━━━ Dataset records ━━━

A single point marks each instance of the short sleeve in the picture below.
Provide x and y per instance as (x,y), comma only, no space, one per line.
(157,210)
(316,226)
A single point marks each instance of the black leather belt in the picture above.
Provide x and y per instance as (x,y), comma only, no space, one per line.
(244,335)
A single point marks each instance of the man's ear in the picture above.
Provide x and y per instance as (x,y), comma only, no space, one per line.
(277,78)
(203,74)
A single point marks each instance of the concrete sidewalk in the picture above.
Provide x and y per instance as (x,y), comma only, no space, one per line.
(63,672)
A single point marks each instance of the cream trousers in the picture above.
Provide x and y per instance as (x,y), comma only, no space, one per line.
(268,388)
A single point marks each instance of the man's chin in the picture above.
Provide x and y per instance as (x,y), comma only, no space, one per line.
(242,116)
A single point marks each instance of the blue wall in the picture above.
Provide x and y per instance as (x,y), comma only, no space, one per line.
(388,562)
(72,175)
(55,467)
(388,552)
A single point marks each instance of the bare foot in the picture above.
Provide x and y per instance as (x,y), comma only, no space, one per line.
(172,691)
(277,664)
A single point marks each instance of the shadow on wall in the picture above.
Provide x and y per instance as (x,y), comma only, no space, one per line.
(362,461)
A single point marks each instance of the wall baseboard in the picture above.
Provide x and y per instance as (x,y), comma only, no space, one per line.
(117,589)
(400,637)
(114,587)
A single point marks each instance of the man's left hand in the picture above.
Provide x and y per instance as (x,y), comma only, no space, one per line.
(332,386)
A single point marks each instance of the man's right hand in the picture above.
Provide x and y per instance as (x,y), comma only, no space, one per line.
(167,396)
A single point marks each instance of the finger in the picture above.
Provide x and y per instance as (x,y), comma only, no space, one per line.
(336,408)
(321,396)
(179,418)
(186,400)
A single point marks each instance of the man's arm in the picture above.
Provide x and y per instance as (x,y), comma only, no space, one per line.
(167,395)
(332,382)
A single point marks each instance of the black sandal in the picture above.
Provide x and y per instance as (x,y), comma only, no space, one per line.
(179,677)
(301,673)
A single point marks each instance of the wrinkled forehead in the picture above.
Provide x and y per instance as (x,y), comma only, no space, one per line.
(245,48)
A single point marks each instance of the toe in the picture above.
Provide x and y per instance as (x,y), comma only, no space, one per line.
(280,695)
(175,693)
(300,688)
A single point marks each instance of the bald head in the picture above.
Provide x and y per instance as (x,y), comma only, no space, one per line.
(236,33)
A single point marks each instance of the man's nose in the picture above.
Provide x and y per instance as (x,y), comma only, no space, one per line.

━━━

**Task prompt**
When the records above are checked line by line, how many lines contain the word "hand"? Please give only that number.

**Output for this exercise**
2